▶ [Tarefa 1]: No texto sobre a reeleição de Maia e Alcolumbre, qual partido levou a disputa ao STF com uma ação para impedir os dois parlamentares de concorrer à reeleição?
▶ [Tarefa 2]: Continue o texto sobre a reeleição de Maia e Alcolumbre a partir da última frase apresentada.

Os presidentes da Câmara e do Senado, Rodrigo Maia (DEM-RJ) e Davi Alcolumbre (DEM-AP), estão empenhados – este, abertamente; aquele, nos bastidores – em manter-se no cargo até 2022, a despeito do que diz a Constituição Federal. Em seu artigo 57, § 4.º, a Carta Magna afirma que, dentro de uma mesma legislatura, está “vedada a recondução para o mesmo cargo na eleição imediatamente subsequente”. Em outras palavras: no ano que vem, nem Maia, nem Alcolumbre poderiam tentar mais dois anos à frente das respectivas casas legislativas. A única exceção, aberta pelo STF em 1999, permitia a reeleição na mudança entre legislaturas – foi assim, por exemplo, que Maia se reelegeu em 2019.
A disputa já chegou ao Supremo Tribunal Federal (STF), graças a uma ação do PTB solicitando, basicamente, que a Constituição seja cumprida e os dois parlamentares sejam impedidos de disputar a reeleição. Uma redundância que pareceria desnecessária, caso a Constituição fosse realmente cumprida à risca no Brasil – o que ocorre com frequência abaixo da desejada, às vezes graças ao próprio STF, como quando o artigo 52 da lei maior foi rasgado na votação do impeachment de Dilma Rousseff, com o aval do então presidente da corte, Ricardo Lewandowski. Para contribuir com a confusão, a Advocacia do Senado enviou manifestação ao STF alegando que, como as mesas diretoras exercem uma função de “Executivo do Legislativo”, a elas deveria ser aplicado não o artigo 57, mas o artigo 14, § 5.º da Constituição, que trata da reeleição do presidente da República, governadores e prefeitos – uma interpretação absurdamente forçada das atribuições de cada autoridade e que ignora totalmente o fato de as regras para os chefes das casas legislativas estarem explicitamente previstas no texto constitucional.
Ainda que a alteração constitucional possa fazer sentido, o tema está longe de ser prioridade neste momento
Para resolver a questão sem recorrer a acrobacias hermenêuticas, a senadora Rose de Freitas (Podemos-CE) apresentou proposta de emenda à Constituição abolindo a restrição à reeleição para cargos de mesas diretoras dentro da mesma legislatura, mas mantendo o limite de mandatos consecutivos a dois – a iniciativa chegou a valer uma suspensão, já que seu partido havia fechado questão contra a recondução de Maia e Alcolumbre. O texto conta, ainda, com a assinatura de algumas dezenas de senadores, mas já foi criticado por vários outros parlamentares como casuísta.

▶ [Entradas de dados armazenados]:

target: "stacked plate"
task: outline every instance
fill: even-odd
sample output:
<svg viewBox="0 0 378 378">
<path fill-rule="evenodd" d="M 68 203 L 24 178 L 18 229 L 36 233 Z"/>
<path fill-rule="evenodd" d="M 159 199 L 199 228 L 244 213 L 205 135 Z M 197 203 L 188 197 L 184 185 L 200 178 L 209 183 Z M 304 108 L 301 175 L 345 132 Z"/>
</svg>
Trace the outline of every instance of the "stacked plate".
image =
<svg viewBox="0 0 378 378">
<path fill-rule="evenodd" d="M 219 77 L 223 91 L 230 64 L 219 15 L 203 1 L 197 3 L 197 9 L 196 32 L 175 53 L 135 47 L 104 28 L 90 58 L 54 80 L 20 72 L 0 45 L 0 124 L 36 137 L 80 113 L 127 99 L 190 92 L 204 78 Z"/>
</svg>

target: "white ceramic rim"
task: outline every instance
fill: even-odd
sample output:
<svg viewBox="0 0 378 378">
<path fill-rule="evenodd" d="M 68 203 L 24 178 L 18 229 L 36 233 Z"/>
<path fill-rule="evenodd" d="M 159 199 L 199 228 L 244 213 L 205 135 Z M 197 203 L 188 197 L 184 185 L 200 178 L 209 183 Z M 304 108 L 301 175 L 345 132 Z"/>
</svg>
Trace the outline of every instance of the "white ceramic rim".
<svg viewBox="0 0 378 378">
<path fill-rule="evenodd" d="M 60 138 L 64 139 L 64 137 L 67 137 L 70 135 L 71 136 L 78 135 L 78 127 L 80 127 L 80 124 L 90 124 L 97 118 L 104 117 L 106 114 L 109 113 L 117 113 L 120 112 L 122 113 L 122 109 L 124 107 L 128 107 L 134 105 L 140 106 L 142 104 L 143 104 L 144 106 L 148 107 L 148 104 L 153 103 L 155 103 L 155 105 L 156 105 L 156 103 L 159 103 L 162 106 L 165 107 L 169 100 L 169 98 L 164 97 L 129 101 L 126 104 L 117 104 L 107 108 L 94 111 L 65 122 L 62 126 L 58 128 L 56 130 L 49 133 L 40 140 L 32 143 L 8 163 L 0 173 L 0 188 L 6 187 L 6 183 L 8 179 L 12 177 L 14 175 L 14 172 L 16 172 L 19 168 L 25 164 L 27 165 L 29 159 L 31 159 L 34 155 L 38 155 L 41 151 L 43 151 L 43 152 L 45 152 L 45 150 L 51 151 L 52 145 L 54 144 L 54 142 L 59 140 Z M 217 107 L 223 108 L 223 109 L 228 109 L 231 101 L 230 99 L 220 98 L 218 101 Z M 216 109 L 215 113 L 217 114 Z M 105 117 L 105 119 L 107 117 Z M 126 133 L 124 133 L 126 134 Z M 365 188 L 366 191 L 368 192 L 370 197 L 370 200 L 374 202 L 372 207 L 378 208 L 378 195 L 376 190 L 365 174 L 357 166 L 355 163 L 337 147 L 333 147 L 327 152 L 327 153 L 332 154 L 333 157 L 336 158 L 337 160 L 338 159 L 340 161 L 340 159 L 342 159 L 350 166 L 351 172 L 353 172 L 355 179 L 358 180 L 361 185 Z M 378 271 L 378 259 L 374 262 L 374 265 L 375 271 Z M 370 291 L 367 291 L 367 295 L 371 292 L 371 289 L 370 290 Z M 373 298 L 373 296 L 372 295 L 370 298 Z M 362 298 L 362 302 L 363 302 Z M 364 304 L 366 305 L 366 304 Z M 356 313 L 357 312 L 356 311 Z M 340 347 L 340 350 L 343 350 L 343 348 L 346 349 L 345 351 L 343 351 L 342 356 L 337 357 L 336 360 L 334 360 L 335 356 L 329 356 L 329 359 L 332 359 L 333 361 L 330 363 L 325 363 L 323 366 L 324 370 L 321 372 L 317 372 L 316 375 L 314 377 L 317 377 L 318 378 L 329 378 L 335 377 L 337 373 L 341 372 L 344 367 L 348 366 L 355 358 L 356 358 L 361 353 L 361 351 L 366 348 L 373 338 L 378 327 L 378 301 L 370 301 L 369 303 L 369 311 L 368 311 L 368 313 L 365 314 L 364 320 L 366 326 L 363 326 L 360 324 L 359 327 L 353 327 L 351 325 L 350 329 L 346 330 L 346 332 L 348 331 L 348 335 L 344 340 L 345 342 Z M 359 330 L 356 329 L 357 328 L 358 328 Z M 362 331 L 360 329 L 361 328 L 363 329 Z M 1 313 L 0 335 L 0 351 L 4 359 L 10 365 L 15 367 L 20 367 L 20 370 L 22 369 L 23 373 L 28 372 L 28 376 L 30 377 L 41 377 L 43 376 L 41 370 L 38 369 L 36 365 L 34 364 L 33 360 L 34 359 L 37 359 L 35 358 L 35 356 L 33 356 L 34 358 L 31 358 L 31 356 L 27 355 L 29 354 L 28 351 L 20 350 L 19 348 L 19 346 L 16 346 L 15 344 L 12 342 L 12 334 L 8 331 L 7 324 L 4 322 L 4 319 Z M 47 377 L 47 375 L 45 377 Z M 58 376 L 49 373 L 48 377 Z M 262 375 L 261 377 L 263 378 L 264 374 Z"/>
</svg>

▶ [Resposta 1]: O PTB.

▶ [Resposta 2]:
A própria autora da PEC admite que, em sua visão, a alteração beneficiaria Alcolumbre, mas não Maia, que já teve uma reeleição e, por isso, precisaria deixar a presidência da Câmara para outro deputado. Este caráter casuísta é um dos problemas que permeiam toda a discussão, mas poderia ser facilmente eliminado com uma emenda. Mais complicado é convencer o Congresso de que, ainda que a alteração possa fazer sentido, o tema está longe de ser prioridade neste momento.
O país continua sofrendo os efeitos sanitários e econômicos da Covid-19, e há inúmeras reformas em tramitação no Congresso – a tributária, a administrativa, as PECs dos Fundos, Emergencial e do Pacto Federativo, marcos regulatórios –, todas muito mais importantes que a ambição da dupla de presidentes. Ambição, aliás, que poderia desgastá-los e prejudicar seu papel de articuladores e fiadores dessas mesmas reformas, prejudicando todo o país.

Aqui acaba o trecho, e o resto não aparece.